Prompt 1:
In the forum thread, what does the Guest say his job is?

Passage:
'''

Jeez, with an attitude like that towards them, I can't imagine why the police in Pomeroy would have a problem with you. I'd have impounded your car, and let you take the lights off there after you paid the impound fee. You're lucky they were in a good mood and let you take them off.


----------



## sentravis (Jul 7, 2002)

ok about the race track.. NO.. i just got back from tennisee.. and im tired of driving that far for a while.. lol so sorry.. im not about to drive 6 hours to go to that.. about the impersonating.. well.. i can understand the rules.. rules are rules.. thats why on the box of your items.. many of them strictly imply the "For Offroad Use Only".. you should read.. lol.. im sorry that they gave you that attitude.. but honestly ohio statie.. do you really need to be so strict.. i dont think so.. impersonating a cop or firefighter.. nahh.. i dont think soo.. thats retarded.. but anyways.. like i said.. rules are rules.. most of them are like that for some reason.. we have to understand the government.. at least they let us have colors like green ..... i think.... hey!.. green impersonates paramedics in some states.. so how are they legal/.???? i just feel that.. if they dont flash or blink or strobe.. then they should be legal.. hey statie.. im gonna keep callin you that untill you give me your name.. lol.. i have another question.. are you gonna pull me over for having clear corners??? i mean in the front.. no yellow in the front.. i know that you probably would.. i know that altezzas are gay but i wanna stay legal in the rear.. so i got them.. insted of the clears.. i couldnt find se-rs.. so i had to settle with what i could get.. welll.. if anyone is near akron or cleveland.. email me... Travis..


----------



## 97sentragxe (Jun 20, 2002)

1999GXE1.6 said:


> * about the impersonating.. well.. i can understand the rules.. rules are rules.. thats why on the box of your items.. many of them strictly imply the "For Offroad Use Only".. you should read.. lol.. im sorry that they gave you that attitude.. but honestly ohio statie.. do you really need to be so strict.. i dont think so..
> 
> Nope, I don't need to be so strict, usually and the only times I am is when I get an attitude from someone when all I'm doing is my job.
> 
> ...


----------



## Guest (Sep 5, 2002)

*cops*

now dont get me wrong im feinds with almost all the cops in pomeroy. just 1 or 2 that everybody has prob. with even the other cops. im a firefighter. so they let me have my strobs now ( i wasnt back then) shoot one cop told me to leave town and not come back cause he didnt like our type of cars.(lowriders and imports) thats just wrong


----------



## 97sentragxe (Jun 20, 2002)

Well, that's different, then. Cops with power trips are a very bad thing. They take away credibility, for one, and just make law enforcement as a whole look bad.


----------



## sentravis (Jul 7, 2002)

'''

Prompt 2:
Rewrite the records with "seed capsule cluster" replaced by "seed pod cluster", leaving everything else unchanged.

Exercise materials:
'''

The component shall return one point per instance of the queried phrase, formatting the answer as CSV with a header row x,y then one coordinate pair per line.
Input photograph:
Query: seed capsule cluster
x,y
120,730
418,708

'''

Full answer 1:
He is a firefighter.

Full answer 2:
The component shall return one point per instance of the queried phrase, formatting the answer as CSV with a header row x,y then one coordinate pair per line.
Input photograph:
Query: seed pod cluster
x,y
120,730
418,708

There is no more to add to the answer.